TASK A: According to the text on Elo ratings, how many Elo points better must the best NBA team be rated if it is an 8:1 favorite against the worst team?

===== TEXT SEGMENT

If Ann had won, she'd claim 3 points from Bob, so she'd be at 1903 and Bob would wind up at 1497.

FiveThirtyEight recently started using Elo for their NFL and NBA ratings. It's also used by my Scrabble app, and the world pinball rankings, and other such things. I haven't looked it up, but I'd be surprised if it weren't used for other games, too, like Backgammon and Go.

-------

For the record, I'm not an expert on Elo, by any means ... I got most of my understanding from Wikipedia, and other internet sources. And, a couple of days ago, Tango posted a link to an excellent article by Adam Dorhauer that explains it very well.

Despite my lack of expertise, it seems to me that these properties of Elo are clearly the case:

1. Elo ratings are only applicable to the particular game that they're calculated from. If you're a 1800 at Chess, and I'm a 1600 at Scrabble, we have no idea which one of us would win at either game. 

2. The range of ELO ratings varies between games, depending on the range of talent of the competitors, but also on the amount of luck inherent to the sport. If the best team in the NBA is (say) an 8:1 favorite against the worst team in the league, it must be rated 361 Elo points better. (That's because 10 to the power of (361/400) equals 8.)  But if the best team in MLB is only a 2:1 favorite, it has to be rated only 120 points better.

Elo is an estimate of odds of winning. It doesn't follow, then, that a 1800 rating in one sport is comparable to a 1800 rating in another sport. I'm a better pinball player than I am a Scrabble player, but my Scrabble rating is higher than my pinball rating. That's because underdogs are more likely to win at pinball. I have a chance of beating the best pinball player in the world, in a single game, but I'd have no chance at all against a world-class Scrabble player.

In other words: the more luck inherent in the game, the tighter the range (smaller the standard deviation) of Elo ratings. 

3. Elo ratings are only applicable within the particular group that they're applied to. 

Last March, before the NCAA basketball tournament, FiveThirtyEight had Villanova with an Elo rating of 2045. Right now, they have the NBA's Golden State Warriors with a rating of 1761.

Does that mean that Villanova was actually a better basketball team than Golden State? No, of course not. Villanova's rating is relative to its NCAA competition, and Golden State's rating is relative to its NBA competition.

==========
===== MATERIAL SHOWN

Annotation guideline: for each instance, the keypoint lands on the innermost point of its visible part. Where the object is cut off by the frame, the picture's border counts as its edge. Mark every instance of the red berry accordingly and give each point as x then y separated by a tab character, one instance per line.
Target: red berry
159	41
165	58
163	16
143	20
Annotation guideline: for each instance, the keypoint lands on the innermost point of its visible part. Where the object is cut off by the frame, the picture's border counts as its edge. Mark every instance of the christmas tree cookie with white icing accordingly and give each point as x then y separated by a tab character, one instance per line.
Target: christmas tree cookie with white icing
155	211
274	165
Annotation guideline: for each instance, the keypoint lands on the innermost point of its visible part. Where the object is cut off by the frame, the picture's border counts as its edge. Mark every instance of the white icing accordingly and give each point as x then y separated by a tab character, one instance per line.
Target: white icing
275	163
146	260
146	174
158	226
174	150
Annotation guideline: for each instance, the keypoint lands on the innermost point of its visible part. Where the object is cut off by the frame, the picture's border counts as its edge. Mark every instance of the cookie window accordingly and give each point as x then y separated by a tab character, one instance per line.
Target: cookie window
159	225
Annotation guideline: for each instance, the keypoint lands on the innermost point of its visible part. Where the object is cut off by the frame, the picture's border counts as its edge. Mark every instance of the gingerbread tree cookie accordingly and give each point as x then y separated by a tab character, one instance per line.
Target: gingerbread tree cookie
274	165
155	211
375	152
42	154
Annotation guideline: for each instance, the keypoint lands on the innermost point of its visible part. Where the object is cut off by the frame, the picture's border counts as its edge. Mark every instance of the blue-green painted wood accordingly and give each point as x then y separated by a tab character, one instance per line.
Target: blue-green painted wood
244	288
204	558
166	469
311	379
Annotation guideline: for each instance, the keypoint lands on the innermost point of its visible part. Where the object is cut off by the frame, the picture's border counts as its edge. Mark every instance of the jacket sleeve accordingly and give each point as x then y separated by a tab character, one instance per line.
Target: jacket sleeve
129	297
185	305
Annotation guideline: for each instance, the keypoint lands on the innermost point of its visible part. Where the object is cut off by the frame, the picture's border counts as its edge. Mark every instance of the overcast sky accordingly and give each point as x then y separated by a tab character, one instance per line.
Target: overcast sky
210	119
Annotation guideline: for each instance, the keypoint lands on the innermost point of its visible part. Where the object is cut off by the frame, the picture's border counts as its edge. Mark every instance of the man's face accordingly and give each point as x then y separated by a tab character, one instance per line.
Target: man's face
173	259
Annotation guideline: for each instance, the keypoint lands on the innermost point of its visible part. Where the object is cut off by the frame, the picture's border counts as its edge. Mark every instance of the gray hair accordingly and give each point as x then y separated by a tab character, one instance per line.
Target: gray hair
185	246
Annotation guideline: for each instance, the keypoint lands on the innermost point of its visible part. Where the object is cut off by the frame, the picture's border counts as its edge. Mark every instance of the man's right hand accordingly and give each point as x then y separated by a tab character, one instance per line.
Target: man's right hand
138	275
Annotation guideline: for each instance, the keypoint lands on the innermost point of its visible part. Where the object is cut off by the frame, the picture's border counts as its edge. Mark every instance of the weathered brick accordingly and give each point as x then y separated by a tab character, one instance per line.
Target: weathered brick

==========

TASK B: Format the lines of the records as a numbered list, starting at the line with "of the weathered" and running through the end of the records, and leave out any blank lines.

FINISHED ANSWER A: 361 points.

FINISHED ANSWER B:
1. Annotation guideline: for each instance, the keypoint lands on the innermost point of its visible part. Where the object is cut off by the frame, the picture's border counts as its edge. Mark every instance of the weathered brick accordingly and give each point as x then y separated by a tab character, one instance per line.
2. Target: weathered brick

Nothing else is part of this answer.